◆ Material:
>>
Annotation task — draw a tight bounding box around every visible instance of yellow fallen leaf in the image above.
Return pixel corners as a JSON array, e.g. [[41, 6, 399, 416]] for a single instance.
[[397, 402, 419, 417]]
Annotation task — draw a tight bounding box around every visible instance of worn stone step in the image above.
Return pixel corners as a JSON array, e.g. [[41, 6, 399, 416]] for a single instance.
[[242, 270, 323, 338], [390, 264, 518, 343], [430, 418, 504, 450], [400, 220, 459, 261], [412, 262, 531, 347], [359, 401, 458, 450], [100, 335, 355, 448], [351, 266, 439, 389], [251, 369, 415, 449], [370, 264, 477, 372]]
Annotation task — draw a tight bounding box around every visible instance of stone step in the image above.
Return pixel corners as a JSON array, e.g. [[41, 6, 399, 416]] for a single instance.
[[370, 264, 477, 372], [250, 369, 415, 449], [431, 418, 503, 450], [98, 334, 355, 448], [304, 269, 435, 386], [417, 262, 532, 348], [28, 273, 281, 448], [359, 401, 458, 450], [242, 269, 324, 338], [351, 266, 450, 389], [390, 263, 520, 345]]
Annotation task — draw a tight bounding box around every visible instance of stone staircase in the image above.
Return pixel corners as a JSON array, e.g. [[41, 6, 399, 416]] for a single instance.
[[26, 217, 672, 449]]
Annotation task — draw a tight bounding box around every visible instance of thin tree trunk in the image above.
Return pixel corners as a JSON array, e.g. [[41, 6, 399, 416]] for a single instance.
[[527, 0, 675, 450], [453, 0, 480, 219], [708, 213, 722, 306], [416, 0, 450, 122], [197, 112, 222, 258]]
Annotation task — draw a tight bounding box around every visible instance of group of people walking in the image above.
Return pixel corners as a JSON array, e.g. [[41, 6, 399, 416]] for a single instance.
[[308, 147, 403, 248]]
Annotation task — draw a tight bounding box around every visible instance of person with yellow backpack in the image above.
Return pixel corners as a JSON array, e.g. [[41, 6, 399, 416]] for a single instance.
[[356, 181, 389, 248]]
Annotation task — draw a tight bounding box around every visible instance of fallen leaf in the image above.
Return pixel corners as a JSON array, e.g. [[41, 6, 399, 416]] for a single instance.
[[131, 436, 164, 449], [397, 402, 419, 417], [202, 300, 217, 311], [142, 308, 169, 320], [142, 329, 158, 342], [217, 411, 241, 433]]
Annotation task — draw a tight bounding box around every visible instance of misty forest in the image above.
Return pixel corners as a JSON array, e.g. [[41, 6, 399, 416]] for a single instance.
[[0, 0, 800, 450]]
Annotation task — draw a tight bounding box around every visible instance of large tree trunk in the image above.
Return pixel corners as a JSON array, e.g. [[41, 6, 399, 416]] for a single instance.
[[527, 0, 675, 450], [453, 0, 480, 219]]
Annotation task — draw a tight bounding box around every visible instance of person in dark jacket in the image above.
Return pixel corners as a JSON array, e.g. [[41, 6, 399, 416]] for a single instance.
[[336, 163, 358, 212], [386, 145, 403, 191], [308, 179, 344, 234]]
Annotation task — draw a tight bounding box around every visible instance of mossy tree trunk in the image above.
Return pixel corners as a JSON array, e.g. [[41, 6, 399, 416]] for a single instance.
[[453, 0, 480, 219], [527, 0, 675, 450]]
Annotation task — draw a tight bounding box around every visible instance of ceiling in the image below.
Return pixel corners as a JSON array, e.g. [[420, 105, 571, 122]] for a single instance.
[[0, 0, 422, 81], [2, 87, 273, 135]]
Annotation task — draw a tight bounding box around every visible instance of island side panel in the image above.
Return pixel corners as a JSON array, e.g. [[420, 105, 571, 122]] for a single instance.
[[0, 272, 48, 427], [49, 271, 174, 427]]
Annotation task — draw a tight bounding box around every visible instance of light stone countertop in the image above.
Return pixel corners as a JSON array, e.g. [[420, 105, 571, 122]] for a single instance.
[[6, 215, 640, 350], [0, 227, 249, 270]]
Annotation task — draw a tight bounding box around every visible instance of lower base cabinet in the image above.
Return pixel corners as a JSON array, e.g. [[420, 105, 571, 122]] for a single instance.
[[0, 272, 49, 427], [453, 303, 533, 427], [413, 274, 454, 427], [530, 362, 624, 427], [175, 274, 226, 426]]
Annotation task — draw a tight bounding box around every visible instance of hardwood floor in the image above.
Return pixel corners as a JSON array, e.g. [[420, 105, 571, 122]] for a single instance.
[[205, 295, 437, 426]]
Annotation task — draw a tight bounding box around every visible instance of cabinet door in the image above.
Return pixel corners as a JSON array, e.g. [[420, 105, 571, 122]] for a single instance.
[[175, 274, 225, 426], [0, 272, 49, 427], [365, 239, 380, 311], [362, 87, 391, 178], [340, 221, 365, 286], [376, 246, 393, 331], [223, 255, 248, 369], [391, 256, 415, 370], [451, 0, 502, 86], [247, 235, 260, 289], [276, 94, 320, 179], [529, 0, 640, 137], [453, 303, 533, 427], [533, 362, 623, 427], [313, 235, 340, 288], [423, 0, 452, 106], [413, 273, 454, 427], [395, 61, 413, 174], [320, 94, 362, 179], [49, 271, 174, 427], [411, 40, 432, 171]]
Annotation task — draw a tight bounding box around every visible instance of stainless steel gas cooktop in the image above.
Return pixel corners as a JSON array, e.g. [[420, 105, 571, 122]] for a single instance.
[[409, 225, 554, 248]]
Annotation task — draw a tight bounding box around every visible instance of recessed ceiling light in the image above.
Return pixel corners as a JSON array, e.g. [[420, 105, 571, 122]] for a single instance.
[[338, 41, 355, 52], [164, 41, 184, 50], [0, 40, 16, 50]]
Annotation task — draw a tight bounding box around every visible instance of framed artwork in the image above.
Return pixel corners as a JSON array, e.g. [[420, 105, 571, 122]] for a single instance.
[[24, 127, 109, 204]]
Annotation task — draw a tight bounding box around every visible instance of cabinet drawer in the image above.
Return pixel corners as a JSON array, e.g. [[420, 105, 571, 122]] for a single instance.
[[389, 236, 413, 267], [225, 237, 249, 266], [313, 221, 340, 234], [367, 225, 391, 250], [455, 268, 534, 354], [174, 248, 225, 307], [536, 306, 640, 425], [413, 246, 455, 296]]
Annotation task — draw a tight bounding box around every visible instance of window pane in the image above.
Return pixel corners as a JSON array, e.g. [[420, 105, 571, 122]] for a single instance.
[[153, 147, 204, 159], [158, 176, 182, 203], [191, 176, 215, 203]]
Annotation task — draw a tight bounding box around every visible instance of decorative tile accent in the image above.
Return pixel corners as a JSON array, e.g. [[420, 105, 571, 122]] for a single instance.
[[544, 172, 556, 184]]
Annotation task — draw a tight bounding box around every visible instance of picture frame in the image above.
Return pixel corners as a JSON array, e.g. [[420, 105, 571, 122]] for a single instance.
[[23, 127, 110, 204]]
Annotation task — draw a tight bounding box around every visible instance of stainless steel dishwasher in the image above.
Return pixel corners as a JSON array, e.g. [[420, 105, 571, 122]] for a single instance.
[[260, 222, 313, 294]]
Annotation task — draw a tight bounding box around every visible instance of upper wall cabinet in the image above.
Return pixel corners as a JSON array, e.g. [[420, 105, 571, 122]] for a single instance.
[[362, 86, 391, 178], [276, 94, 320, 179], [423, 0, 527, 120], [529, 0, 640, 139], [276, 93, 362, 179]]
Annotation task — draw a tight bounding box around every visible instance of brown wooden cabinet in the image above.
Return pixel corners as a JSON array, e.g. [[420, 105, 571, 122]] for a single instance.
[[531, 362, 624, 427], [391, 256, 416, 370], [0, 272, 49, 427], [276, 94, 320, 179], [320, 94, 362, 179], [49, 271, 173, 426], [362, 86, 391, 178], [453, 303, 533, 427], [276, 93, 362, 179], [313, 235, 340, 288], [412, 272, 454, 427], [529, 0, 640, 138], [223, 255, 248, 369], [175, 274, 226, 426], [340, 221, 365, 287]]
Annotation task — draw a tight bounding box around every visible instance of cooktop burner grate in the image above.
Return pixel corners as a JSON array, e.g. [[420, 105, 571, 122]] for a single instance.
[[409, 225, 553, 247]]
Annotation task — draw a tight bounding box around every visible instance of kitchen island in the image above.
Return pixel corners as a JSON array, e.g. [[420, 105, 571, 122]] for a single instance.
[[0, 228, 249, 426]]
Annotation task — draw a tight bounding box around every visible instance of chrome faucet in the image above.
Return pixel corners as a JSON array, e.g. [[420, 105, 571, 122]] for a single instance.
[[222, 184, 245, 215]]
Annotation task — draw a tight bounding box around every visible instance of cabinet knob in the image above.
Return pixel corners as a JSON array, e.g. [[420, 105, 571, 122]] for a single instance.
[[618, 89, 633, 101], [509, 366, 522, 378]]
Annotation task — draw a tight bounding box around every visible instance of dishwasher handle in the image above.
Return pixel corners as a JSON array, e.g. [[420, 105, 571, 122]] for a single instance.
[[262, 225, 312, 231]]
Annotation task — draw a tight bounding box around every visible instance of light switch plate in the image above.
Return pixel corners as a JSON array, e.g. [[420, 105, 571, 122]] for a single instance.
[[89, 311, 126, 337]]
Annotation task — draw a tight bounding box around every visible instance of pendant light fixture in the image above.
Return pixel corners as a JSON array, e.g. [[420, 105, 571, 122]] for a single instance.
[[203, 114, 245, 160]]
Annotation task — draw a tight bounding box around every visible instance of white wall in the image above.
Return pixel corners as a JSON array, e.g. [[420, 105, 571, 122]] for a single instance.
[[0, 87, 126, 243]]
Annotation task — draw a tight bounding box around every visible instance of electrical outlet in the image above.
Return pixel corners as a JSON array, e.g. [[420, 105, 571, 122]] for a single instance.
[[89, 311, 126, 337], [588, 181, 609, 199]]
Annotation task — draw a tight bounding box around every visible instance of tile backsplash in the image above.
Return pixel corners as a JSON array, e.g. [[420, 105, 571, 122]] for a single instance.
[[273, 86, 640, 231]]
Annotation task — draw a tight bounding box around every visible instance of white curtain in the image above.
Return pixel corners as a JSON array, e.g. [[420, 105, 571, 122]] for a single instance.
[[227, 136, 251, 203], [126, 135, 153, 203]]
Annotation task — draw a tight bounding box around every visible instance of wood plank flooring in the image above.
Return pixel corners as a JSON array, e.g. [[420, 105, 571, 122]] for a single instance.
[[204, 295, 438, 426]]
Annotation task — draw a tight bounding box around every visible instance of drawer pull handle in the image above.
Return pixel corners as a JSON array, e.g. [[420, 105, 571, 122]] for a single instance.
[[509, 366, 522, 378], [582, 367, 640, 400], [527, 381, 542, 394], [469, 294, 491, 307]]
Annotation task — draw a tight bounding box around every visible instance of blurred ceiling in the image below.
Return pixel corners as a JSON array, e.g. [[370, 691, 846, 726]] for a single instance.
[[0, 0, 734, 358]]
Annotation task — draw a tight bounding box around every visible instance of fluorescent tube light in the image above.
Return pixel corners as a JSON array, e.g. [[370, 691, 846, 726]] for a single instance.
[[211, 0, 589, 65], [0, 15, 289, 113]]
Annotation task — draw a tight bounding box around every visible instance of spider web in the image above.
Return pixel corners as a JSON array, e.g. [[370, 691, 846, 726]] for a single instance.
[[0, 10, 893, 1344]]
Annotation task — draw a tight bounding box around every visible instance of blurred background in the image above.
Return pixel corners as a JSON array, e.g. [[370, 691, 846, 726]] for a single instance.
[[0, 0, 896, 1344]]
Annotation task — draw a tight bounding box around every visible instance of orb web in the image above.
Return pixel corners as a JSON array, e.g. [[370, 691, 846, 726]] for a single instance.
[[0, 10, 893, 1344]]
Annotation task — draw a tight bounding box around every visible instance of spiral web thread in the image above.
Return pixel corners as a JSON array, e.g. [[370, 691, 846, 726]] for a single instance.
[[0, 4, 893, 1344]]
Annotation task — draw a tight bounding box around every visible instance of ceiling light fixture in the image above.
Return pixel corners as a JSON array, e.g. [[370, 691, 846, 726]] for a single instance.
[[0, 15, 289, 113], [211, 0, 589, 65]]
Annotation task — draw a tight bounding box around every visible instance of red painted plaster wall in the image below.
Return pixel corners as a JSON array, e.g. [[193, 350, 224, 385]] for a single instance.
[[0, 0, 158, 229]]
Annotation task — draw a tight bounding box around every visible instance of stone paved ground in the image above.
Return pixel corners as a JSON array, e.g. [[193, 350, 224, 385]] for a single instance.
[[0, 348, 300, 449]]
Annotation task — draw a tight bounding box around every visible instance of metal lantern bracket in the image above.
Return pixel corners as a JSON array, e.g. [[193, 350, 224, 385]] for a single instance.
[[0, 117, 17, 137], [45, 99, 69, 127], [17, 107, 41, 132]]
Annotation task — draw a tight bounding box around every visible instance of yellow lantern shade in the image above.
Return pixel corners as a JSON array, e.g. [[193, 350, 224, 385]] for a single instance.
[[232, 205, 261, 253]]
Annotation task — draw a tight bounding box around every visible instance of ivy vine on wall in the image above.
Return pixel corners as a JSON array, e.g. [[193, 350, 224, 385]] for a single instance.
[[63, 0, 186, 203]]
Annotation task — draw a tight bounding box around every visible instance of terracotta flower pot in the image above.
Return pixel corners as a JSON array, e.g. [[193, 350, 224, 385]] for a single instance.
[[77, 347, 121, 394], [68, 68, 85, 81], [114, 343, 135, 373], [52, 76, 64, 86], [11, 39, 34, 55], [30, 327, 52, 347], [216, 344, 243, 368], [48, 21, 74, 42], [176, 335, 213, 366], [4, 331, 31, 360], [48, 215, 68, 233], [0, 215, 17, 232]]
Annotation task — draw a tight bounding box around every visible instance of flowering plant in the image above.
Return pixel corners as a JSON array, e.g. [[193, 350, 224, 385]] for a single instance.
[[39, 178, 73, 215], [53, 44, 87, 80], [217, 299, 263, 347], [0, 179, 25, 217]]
<<
◆ What is needed: Reproduce, without alteration, every line of the data from the line containing "ceiling light fixture in the image above." down to the line containing "[[0, 15, 289, 113], [211, 0, 589, 65]]", including both of those lines.

◆ Final result:
Annotation task — draw a tight bounding box around every visible instance of ceiling light fixture in the image above.
Return pixel corners as a JSON array, e.g. [[370, 691, 846, 726]] for a single instance.
[[0, 15, 289, 113], [211, 0, 589, 65]]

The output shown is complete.